REQUIRED ACTION:
Copy the council meeting report between "Lemons also indicated" and "law for Palmyra.", inclusive, substituting "transfer" for each "sale".
(Beginning of QUOTED PASSAGE)
In addition, the council discussed future increased costs for computer software, the need for approving an ordinance revision requested by the Department of Natural Resources, and new information allowing the go-head to sell a piece of city-owned property.
Council member Ellen Goodwin, who chairs the Finance Committee reported on a recent meeting attended by all council members, the mayor department heads and city clerk during which proposed budgets from all the departments were considered.
“All that was presented we went with,” Goodwin said.
City Clerk Deena Parsons said the next steps will be to put the budgets all together and hold a public hearing for them just prior to the April 14 council meeting when they are expected to be approved.
City Attorney James Lemon told the council he has prepared a revision to a sewage pre-treatment ordinance requested by the DNA which will allow the Board of Public Works to charge a civil penalty up to $1,000 per occurrence instead of $400 per occurrence.
The first reading will be held at the next meeting April 14.
Lemons also indicated the city could now move ahead with the sale of a piece of city-owned property to the Patre family.
The sale had been held up due to the early failure to determine if the city indeed had clear title to the property.
However, Lemons said a subsequent title search proved to be fruitful allowing the sale to move ahead.
Lemons was asked by the council to prepare the appropriate deed so the transaction can be closed.
Police Chief Eddie Bogue requested an Ordinance Committee meeting be held to discuss implementing a primary seatbelt law for Palmyra.
The council heard a presentation by representatives of the Northeast Missouri Coalition for Roadway Safety at the March 3 council meeting on the benefits of implementing primary seatbelt laws in lowing the number of traffic crash deaths.
Mayor Rusty Adrian reported the BPW is hoping to make the Warren Head Business Park more attractive to new business by clearing out some trees, doing some leveling work and installing a needed sewage lift station.
Adrian said the BPW will be seeking bids for removal of several walnut trees in the business park.
(End of QUOTED PASSAGE)
(Beginning of STUDY MATERIAL)
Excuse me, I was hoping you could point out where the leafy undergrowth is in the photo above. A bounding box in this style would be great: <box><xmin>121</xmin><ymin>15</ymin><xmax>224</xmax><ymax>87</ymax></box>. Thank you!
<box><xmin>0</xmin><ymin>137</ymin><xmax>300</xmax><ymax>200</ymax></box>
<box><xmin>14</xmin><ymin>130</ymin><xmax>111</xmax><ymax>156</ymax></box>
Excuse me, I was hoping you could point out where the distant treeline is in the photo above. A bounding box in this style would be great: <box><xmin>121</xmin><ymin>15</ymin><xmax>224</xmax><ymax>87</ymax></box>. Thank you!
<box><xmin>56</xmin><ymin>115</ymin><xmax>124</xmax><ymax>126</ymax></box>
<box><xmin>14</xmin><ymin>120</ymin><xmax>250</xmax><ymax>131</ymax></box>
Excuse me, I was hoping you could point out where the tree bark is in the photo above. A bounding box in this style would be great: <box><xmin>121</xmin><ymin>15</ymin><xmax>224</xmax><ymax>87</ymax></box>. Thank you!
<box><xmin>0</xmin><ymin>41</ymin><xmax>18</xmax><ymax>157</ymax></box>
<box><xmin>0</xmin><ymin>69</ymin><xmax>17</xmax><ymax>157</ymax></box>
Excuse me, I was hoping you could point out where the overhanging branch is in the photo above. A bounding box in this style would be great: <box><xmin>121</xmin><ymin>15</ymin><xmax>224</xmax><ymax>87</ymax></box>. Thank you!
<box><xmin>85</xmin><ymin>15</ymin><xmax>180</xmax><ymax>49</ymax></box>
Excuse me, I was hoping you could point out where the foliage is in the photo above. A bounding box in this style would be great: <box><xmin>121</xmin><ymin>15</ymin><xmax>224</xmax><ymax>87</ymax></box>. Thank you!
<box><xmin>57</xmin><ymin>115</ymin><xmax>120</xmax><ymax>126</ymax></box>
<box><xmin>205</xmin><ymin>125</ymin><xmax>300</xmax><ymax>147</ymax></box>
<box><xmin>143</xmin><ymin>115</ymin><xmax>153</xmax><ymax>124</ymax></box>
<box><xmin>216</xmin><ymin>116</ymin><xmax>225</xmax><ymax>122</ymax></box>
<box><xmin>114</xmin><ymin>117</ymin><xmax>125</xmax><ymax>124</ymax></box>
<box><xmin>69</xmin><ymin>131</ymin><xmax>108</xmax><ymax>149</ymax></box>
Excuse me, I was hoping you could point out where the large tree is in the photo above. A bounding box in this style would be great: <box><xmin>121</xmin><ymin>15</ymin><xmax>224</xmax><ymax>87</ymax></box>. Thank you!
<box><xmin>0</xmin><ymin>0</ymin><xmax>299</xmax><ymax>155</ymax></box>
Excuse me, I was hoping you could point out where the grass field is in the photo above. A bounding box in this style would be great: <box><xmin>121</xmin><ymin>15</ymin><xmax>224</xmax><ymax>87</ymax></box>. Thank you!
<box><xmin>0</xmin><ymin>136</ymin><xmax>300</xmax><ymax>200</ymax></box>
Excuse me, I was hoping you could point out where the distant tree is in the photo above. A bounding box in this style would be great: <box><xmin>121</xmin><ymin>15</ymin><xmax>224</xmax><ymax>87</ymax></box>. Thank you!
(End of STUDY MATERIAL)
ANSWER FOR THIS EXERCISE:
Lemons also indicated the city could now move ahead with the transfer of a piece of city-owned property to the Patre family.
The transfer had been held up due to the early failure to determine if the city indeed had clear title to the property.
However, Lemons said a subsequent title search proved to be fruitful allowing the transfer to move ahead.
Lemons was asked by the council to prepare the appropriate deed so the transaction can be closed.
Police Chief Eddie Bogue requested an Ordinance Committee meeting be held to discuss implementing a primary seatbelt law for Palmyra.